> [提示テキスト]
奈土のおびしゃ

平成23年2月13日(日)
 
成田市奈土(など)の磐裂(いわさく)神社で五穀豊穣・家内安全を祈願する
「奈土のおびしゃ」が行われました。

これはそのメモです。

 
 神事は午前8時から行われると聞いていたのですが、
前夜からの雪で道路の凍結が

予想されたので、出発を遅らせて10時スタート。
東関東自動車道大栄インターを出て一般道5キロ、11時ごろ到着。
この神社の由緒は掲載されたものがないので全然分かりませんが
古事記・日本書紀に伊耶那岐の涙、剣から磐裂・根裂神が化成したとか

書かれているそうで、このあたりと関係があるのかもしれません。 
 
神事は既に終り神社には誰もいませんでした。 
 
神社を下りた所で役員さんに会いました。
神事は10時過ぎに終ったそうです。

奉書に戸主の名前を書き竹ではさみ、それぞれの区の「御日記」を作り
水引で結んで「神の依り代」を作り、神主の御祓いを受けて

自分の区に持って帰ります。
左の人が右手に持っているのが「神の依り代」です。
 
 
午後から5区のかんぬし当番家で「座敷の儀」が行われます。
神社の幟が見えてきました。 
この地区は五十数軒あり、それが3区に分かれていて、
当番(かんぬし)は持ち回りです。

各区の中は年齢順に当番が決まっていて、これも持ち回りです。
一つの区には15〜16軒あるので、

約50年に一度ということになるのだそうです。
 
 当番の家に立てられている幟、一つは神社の幟。
もう一つは右にある幟、これに書かれている「明星尊天」は

よく分かりませんが、法華経では日天(太陽)・月天(月)・明星天(星・・金星)が
説かれているそうですので、大らかな神仏混淆時代の

産物かもしれませんね。
この神事の起源は未詳のようですが
明治26年以降の祭礼を記録した「鎮守祭礼記録簿」には

宝暦40年(1754)に拝殿と幟二本を奉納したという記述が見られるようです。
・・・とすれば250年位前ということでしょうか・・・。

座敷では準備が整っています。
床の間の前に四本の斎竹で結界を作り・・・・
中央の・・・
酒樽には戸主の名簿などが束ねられた「神の依り代」を飾り
その右には豆腐と里芋を串に差し、辛味噌を塗ったものを並べ
 
 左には「蓬莱山」だろうか、白米を盛った上に大根と人参と笹で作った鶴と
里芋で作った亀・・・それに梅一輪
 
 午後一時、名前を呼ばれた人々が「迎え膳」へ進む。
一種の受付のようなものだとか。

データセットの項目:
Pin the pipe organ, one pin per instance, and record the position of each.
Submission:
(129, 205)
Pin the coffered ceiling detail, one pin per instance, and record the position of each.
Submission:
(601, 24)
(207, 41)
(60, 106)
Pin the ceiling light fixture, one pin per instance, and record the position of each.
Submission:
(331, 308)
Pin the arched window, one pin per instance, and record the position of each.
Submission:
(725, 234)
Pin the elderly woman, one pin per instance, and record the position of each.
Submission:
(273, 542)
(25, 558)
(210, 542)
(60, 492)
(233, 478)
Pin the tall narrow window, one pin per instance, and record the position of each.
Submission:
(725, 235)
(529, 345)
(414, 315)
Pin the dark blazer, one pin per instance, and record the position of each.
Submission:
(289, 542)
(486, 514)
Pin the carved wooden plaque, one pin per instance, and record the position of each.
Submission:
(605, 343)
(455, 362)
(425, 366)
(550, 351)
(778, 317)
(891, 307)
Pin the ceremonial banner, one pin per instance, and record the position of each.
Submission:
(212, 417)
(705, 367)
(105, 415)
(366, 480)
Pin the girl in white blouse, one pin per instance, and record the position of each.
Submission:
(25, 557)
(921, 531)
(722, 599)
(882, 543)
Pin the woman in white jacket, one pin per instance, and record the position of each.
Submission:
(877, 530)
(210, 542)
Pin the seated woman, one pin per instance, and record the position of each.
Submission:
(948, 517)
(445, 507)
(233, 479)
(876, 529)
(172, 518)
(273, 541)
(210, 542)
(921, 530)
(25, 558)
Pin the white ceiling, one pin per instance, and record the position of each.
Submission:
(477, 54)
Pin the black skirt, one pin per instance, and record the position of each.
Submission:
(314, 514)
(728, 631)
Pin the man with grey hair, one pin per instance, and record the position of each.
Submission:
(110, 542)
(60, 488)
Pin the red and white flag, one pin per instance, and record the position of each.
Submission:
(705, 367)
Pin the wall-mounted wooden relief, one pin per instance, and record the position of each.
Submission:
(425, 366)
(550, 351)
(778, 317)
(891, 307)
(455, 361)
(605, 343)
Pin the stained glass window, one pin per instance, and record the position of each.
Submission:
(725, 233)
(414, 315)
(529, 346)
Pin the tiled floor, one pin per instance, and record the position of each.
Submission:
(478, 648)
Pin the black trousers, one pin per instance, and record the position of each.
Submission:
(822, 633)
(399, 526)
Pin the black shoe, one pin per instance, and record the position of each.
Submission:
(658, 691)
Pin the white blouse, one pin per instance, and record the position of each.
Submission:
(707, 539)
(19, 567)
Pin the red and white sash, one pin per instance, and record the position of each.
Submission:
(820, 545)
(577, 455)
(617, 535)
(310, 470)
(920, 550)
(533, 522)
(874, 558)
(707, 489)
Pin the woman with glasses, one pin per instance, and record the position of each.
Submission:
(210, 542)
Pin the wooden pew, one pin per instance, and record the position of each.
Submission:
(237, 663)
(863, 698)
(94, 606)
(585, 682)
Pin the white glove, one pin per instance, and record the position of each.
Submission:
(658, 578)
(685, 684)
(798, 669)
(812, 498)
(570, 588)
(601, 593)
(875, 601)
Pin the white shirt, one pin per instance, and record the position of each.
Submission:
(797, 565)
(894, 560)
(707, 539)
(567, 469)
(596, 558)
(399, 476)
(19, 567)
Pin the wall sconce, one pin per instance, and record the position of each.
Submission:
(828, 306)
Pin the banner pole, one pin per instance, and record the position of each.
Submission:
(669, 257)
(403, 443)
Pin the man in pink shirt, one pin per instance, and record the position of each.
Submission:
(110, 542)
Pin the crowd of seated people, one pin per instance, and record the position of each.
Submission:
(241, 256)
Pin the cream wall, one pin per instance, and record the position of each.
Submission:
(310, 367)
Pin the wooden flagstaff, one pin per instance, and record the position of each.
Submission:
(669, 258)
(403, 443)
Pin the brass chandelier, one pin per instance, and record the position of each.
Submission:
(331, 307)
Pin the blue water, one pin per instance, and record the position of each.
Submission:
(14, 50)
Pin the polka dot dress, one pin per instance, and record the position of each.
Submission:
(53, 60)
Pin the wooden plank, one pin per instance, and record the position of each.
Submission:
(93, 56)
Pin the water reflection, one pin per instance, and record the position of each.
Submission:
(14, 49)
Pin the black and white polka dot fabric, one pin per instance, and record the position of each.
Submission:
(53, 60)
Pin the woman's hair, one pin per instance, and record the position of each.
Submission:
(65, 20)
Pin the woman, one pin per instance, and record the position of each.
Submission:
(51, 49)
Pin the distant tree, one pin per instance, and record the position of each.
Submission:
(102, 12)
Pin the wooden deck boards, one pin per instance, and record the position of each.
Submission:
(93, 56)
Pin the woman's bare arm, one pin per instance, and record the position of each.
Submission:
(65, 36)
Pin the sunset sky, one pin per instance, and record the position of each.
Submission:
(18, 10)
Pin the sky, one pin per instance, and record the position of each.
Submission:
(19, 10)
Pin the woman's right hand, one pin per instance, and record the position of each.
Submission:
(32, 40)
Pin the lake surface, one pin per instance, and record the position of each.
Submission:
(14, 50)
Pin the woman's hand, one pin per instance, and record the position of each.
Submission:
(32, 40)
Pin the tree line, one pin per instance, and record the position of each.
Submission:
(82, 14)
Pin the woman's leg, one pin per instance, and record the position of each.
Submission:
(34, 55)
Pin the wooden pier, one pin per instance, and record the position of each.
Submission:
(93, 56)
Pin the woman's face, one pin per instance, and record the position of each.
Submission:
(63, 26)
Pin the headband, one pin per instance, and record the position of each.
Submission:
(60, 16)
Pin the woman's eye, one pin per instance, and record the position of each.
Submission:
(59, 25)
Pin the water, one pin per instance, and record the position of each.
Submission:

> [課題一覧]
1/ 奈土のおびしゃの文章のうち、「神事は午前8時から行われると聞いていたのですが、」から「書かれているそうで、このあたりと関係があるのかもしれません。」までの部分をすべて、一字も変えずに書き写してください。
2/ 奈土のおびしゃの文章で、筆者が出発を10時に遅らせた理由を1〜3文で説明してください。
3/ 奈土のおびしゃの文章を、最後の文の後から書き継いでください。

> [最終結果]
1/
神事は午前8時から行われると聞いていたのですが、
前夜からの雪で道路の凍結が

予想されたので、出発を遅らせて10時スタート。
東関東自動車道大栄インターを出て一般道5キロ、11時ごろ到着。
この神社の由緒は掲載されたものがないので全然分かりませんが
古事記・日本書紀に伊耶那岐の涙、剣から磐裂・根裂神が化成したとか

書かれているそうで、このあたりと関係があるのかもしれません。

2/ 前夜から雪が降り、道路の凍結が予想されたためです。そのため、神事が午前8時から行われると聞いていたにもかかわらず、出発を遅らせて10時に出ました。

3/
一献頂いて、神社のお札を貰って次の人に替わる。

全員が終ると・・・・
 
いよいよ「座敷の儀」(御対座=おついざ= とも言われる)が
始まり、八名の人が呼ばれて席に着く。
 
給仕人と呼ばれる子供達のお酌で・・・・
 恭しく頂く・・・・
 それを四杯・・・・
それが終ると・・・ 
盃を交換して・・・・
 更に四献〜〜〜〜
それが終ると次の組が同様に繰り返す。
 そして何組終っただろうか、最後に区長・組長・当番かんぬし・次期かんぬしなど
八人が行う。これを「神様の座」というとか。
 
 この時は謡いも入り、オビシャの当番引渡しが行われます。
ボクチャンも大役を果たしほっとしています。
 
午後2時半頃、奈土芸能保存会の面々が到着しました。
子供たちも大喜びです。
 
 
五区の獅子頭は雌だそうです。 
獅子は一人の人が入り、舞います。 
 
後ろの人は裾を持ち上げて絡まないようにしているのですが、
見ていてどうも気になりますね。
 
庭先から見える取入れが終った田園と幟と獅子・・・・
のどかな日本の原風景のようですね。
 
後半は衣装を脱いで、後ろに丸めて束ね・・・・
幣と鈴でだんだん激しくなってきました。
お囃子の太鼓や笛も最高潮・・・・
獅子の動きも軽快で日頃の鍛錬の賜物でしょう。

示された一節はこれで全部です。